▸ **Selected passage**:
* * * * * * * * *

He told France Inter: "It’s an extremely powerful military base. It’s surprising that the Americans have lost all trace of this aircraft."
The couple were travelling from Cochin, India to Phuket on board a 40-foot sloop when Tee saw: “… the outline of a plane. It looked longer than planes usually do. There was what appeared to be black smoke streaming from behind it.”
'There is always something'
Author John Chuckman backs Dugain's theory that the US shot down the plane and is now trying to cover it up. He noted: "There would be nothing unprecedented in such an act: on at least three occasions, regrettably, America's military has shot down civilian airliners."
"I have no idea what event (a rogue pilot, a hijacker?) led to Flight MH370 turning off its communications, changing course, and flying low, but I do know that the event could not have gone unnoticed by America's military-intelligence eyes and ears."
A further major name in air travel who has remarked upon the missing jet is Emirates President Sir Tim Clark.
Sir Tim, whose own fleet includes 127 identical aircraft to the missing jet, said: “Our experience tells us that in water incidents, where the aircraft has gone down, there is always something.
“I am saying that all the ‘facts’ of this particular incident must be challenged and examined with a full transparency. We are nowhere near that.
A flurry of activity in Kazakhstan
A further, deeply intriguing theory is the plane came to rest nowhere near the sea and instead was hijacked and landed secretly in Kazakhstan.
Science writer and pilot Jeff Wise says the plane avoided being spotted by radars by deliberately flying along national borders before it was landed in Baikonur Cosmodrome, which is leased from Kazakhstan by Russia.
Wise’s research is compelling, as are satellite images of the area he believes where the plane may have been temporarily housed, which show a flurry of activity both before and after the disappearance of MH370.
Wise mused on the reasons as to why Russian President Vladimir Putin may want to steal a passenger plane in a lengthy piece for New York Magazine.
“Maybe he wanted to demonstrate to the United States, which had imposed the first punitive sanctions on Russia the day before, that he could hurt the West and its allies anywhere in the world. Maybe what he was really after were the secrets of one of the plane’s passengers. Maybe there was something strategically crucial in the hold. Or maybe he wanted the plane to show up unexpectedly somewhere someday, packed with explosives.”
He told Huffington Post UK: "I spent a good chunk of last year telling friends and acquaintances about my research, and most of them thought I had a screw loose.
"I think what’s different about now is that as time has gone by and the official search has continued to come up empty handed, there’s a growing awareness of the need to consider alternative scenarios.”
The possibility of investigating these alternative scenarios seems all the more pressing given the recent hints from the Australian government that the search may shortly be scaled back.
Prime Minister Tony Abbott told parliament in Canberra: “I do reassure the families of our hope and expectation that the ongoing search will succeed.
“I can’t promise that the search will go on at this intensity for ever but we continue our very best efforts to resolve this mystery and provide some answers.”
Earlier in the week deputy prime minister Warren Truss told reporters: “We clearly cannot keep searching for ever.”
A bitter pill, no doubt for the family members who lost their loved ones 12 months ago.

* * * * * * * * *

Natural-language object grounding data:

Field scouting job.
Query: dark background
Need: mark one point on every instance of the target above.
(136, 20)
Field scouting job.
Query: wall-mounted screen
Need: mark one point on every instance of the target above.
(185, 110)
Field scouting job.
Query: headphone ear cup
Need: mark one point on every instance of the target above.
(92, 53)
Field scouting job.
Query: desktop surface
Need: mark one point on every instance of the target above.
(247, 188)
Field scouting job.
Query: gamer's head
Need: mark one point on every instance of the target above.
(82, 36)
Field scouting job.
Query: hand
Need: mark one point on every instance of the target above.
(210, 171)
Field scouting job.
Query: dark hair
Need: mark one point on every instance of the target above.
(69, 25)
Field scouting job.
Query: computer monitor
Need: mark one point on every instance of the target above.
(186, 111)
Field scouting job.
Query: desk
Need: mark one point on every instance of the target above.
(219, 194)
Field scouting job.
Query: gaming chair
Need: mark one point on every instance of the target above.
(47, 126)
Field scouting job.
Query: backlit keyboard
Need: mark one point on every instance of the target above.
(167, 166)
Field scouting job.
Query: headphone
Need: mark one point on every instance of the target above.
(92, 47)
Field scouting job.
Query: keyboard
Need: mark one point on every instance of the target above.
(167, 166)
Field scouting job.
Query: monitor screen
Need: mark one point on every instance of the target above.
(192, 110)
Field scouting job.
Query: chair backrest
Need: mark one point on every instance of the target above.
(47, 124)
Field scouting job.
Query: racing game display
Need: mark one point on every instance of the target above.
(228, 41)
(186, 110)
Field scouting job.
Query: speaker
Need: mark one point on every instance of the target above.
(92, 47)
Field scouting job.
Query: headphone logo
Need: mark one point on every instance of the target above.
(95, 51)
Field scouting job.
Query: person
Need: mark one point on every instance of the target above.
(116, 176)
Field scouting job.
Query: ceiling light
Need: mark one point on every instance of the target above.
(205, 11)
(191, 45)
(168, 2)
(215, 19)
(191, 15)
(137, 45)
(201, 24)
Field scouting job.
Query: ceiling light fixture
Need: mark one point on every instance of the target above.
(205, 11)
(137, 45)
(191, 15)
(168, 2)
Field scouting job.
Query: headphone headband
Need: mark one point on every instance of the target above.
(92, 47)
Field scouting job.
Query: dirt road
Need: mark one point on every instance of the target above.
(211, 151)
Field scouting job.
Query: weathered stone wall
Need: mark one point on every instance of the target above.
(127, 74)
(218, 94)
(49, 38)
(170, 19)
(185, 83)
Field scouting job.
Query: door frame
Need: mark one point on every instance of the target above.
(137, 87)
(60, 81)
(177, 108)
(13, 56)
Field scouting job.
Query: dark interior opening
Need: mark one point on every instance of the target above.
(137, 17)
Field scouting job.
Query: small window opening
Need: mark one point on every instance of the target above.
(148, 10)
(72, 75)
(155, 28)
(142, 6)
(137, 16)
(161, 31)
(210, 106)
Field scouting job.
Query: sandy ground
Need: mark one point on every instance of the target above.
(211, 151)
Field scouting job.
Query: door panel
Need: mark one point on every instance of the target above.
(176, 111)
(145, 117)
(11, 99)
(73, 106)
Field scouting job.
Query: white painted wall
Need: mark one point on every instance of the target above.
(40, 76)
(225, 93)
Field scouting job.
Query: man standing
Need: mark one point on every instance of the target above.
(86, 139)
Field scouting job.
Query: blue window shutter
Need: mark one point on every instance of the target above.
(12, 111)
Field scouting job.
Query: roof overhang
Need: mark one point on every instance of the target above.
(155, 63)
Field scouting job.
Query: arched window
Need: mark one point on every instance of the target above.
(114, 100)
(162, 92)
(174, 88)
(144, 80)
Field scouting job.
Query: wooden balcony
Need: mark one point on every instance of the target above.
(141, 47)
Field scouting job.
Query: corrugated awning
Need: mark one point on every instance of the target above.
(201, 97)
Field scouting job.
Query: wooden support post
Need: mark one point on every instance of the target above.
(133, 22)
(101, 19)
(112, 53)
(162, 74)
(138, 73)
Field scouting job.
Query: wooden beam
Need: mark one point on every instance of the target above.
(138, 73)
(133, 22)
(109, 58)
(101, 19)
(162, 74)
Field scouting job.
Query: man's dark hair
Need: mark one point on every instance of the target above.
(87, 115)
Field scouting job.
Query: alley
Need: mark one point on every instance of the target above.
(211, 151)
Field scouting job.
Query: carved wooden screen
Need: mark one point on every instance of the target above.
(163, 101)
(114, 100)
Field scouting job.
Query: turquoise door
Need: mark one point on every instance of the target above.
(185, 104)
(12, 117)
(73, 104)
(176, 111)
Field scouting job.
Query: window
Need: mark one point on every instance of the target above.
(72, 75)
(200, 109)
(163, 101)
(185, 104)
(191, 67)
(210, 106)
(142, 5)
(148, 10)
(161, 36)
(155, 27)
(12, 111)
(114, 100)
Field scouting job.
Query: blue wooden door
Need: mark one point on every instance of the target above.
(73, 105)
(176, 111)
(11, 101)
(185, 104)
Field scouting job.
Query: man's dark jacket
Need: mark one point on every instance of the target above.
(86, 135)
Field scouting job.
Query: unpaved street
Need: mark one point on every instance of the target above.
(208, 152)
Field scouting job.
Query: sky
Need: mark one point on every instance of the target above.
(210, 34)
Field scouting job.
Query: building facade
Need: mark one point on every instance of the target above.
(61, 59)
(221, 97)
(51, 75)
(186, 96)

* * * * * * * * *

▸ **Activity**: Please reproduce the stretch of the MH370 article from "A further major" through "Kazakhstan by Russia.".

▸ **Response for this exercise**:
A further major name in air travel who has remarked upon the missing jet is Emirates President Sir Tim Clark.
Sir Tim, whose own fleet includes 127 identical aircraft to the missing jet, said: “Our experience tells us that in water incidents, where the aircraft has gone down, there is always something.
“I am saying that all the ‘facts’ of this particular incident must be challenged and examined with a full transparency. We are nowhere near that.
A flurry of activity in Kazakhstan
A further, deeply intriguing theory is the plane came to rest nowhere near the sea and instead was hijacked and landed secretly in Kazakhstan.
Science writer and pilot Jeff Wise says the plane avoided being spotted by radars by deliberately flying along national borders before it was landed in Baikonur Cosmodrome, which is leased from Kazakhstan by Russia.